▶ TEXT:
+ + +
Marin IJ Articles
December 1, 2018
A change of season in the garden is always exciting, fun … and challenging. We are fortunate to live in a climate that allows us to spend relaxing time in our gardens year-round, but moving into winter requires some additional thought on caring for plants.
Many of us have citrus trees in our gardens, varieties that have fruit maturing during the winter. If you want to maintain a healthy, productive tree, remove this fruit when ripe. Citrus do not require as much water in the winter, but this does not mean to ignore it. Normal rainfall should be fine to maintain tree health, but if rainfall is minimal or your trees are in containers, you might need to water at least once a month. If leaves are curling and soil feels dry, give your citrus a modest watering. If the weather forecast is for freezing temperatures, make sure your tree is well watered, then cover it to protect it from frost damage. Do not fertilize until February when the weather starts to warm.
Succulents such as sempervivum, sedum and delosperma are generally winter hardy, but for many succulents, the combination of too much rain leading to soggy soil and temperatures dropping to freezing is unhealthy. Many members of the Crassulaceae family, such as crassula, echeveria,and aeonium are frost-tender. If you have these types of plants in containers, it is best to bring them indoors if freezing temperatures are predicted. It is generally a good idea when temperatures get colder and rain increases, to at least shelter them under a protective structure or the eves of your home. If you have tender succulents planted in exposed areas, cover them when temperatures drop to freezing, making sure the covering does not touch the plants, and keep them as dry as possible. Do not keep them covered any longer than necessary, since they require good air circulation and sunlight. If you suspect that the soil where you have succulents planted does not drain all that well, amend the soil, adding sand and well-draining organic matter.
+ + +
▶ DATA SEGMENT:

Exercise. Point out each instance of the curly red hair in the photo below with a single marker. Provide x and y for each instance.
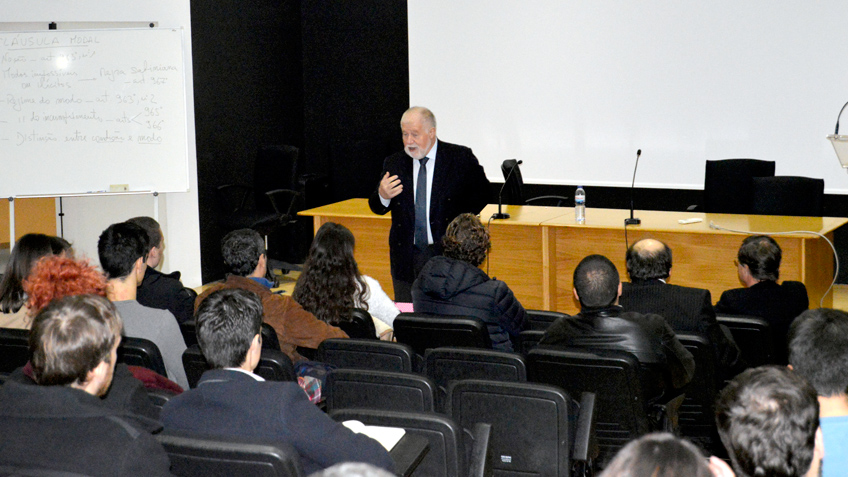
+ + +
▶ GOAL OF THE EXERCISE: How would the paragraph in the winter garden article that begins "Many of us have citrus trees" read as a brief list that keeps its main facts?

▶ EXERCISE ANSWER:
- Many gardens have citrus varieties whose fruit matures in winter; pick it when ripe to keep the tree healthy and productive.
- Citrus need less water in winter but shouldn't be ignored. Normal rainfall is usually enough.
- If rainfall is minimal or the trees are in containers, water at least once a month.
- Curling leaves and dry soil call for a modest watering.
- Before a forecast freeze, water the tree well, then cover it to prevent frost damage.
- Hold off on fertilizing until February, when the weather starts to warm.